**Required task:**
Set down, in full, every record in the block.

— Start Data supplied —

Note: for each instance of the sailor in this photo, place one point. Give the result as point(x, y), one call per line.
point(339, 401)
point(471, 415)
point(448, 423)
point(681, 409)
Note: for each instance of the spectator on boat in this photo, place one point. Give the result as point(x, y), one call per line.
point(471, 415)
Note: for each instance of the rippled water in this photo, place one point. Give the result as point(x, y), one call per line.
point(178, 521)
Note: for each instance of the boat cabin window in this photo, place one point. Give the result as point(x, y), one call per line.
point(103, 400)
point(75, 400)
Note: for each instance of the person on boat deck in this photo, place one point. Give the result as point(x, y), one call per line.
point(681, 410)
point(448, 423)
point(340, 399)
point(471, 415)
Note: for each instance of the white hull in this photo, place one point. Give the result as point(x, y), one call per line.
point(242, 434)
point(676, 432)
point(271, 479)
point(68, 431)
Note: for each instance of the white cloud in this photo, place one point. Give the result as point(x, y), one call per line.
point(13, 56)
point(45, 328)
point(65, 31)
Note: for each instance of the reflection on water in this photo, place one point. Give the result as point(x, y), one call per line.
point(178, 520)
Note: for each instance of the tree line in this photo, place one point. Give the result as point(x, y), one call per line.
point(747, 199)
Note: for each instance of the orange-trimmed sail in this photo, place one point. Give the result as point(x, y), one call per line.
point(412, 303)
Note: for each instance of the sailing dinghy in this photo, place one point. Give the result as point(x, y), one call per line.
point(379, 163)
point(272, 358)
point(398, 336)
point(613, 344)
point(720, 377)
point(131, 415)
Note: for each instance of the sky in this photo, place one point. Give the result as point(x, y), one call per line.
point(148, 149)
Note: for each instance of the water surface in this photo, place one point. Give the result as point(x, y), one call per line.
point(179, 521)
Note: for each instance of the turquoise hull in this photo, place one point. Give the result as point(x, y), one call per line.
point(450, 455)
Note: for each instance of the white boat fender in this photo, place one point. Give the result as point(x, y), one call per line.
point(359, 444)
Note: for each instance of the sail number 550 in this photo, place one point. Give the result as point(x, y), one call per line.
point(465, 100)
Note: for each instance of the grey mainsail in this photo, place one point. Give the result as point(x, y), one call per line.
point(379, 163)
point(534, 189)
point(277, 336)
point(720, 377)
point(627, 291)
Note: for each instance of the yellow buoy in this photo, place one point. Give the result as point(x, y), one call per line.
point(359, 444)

— End Data supplied —

**Full solution:**
Note: for each instance of the sailor in this photo, place one point. Give the result as point(x, y), one call per line.
point(339, 401)
point(471, 415)
point(448, 423)
point(681, 409)
Note: for each instance of the spectator on boat in this photo, place one point. Give the result as point(x, y), one call per line.
point(471, 415)
Note: for each instance of the rippled water in this photo, place one point. Give the result as point(x, y), one call per line.
point(178, 521)
Note: for each instance of the boat cabin window in this photo, place one point. Give the result as point(x, y), one call per line.
point(103, 400)
point(75, 400)
Note: for each instance of the person on boat deck in this photo, place one point. Give the result as point(x, y), one call per line.
point(681, 410)
point(448, 423)
point(340, 399)
point(471, 415)
Note: for each instance of the white hull in this photo, place one point. Give the result as point(x, y), one call per line.
point(242, 434)
point(676, 432)
point(271, 479)
point(68, 431)
Note: for each instance of the white cloud in this photo, place one point. Give the result as point(x, y), one call per line.
point(13, 56)
point(45, 328)
point(65, 31)
Note: for each instance of the reflection on water in this photo, place one point. Give the result as point(x, y), one call per line.
point(178, 520)
Note: for each instance of the tree line in this photo, place one point. Give the result as point(x, y), one call per line.
point(747, 199)
Note: for each instance of the orange-trimmed sail in this photo, place one point. Give the result as point(x, y), one call per line.
point(412, 303)
Note: for each instance of the sailing dinghy in this photo, place one point. Give the result as point(x, y), one call per line.
point(379, 163)
point(272, 358)
point(398, 336)
point(613, 344)
point(720, 377)
point(131, 415)
Note: for each instance of the sky in this photo, place one point. Give the result as point(x, y), one call per line.
point(148, 149)
Note: for each instance of the water surface in this photo, place one point. Give the result as point(x, y), one call per line.
point(179, 521)
Note: for each instance of the turquoise hull in this photo, place one point. Give the result as point(x, y), one call per line.
point(450, 455)
Note: for each instance of the white boat fender in this photo, place one point. Give the result as point(x, y), one call per line.
point(359, 444)
Note: for each instance of the sail number 550 in this photo, place one point. Give the result as point(x, y), one call per line.
point(465, 100)
Note: for each instance of the grey mainsail in this photo, place one point. Give the result as point(x, y), one call per line.
point(379, 163)
point(534, 189)
point(277, 336)
point(720, 377)
point(627, 291)
Note: for each instance of the yellow buoy in this photo, place one point. Give the result as point(x, y), one call per line.
point(359, 444)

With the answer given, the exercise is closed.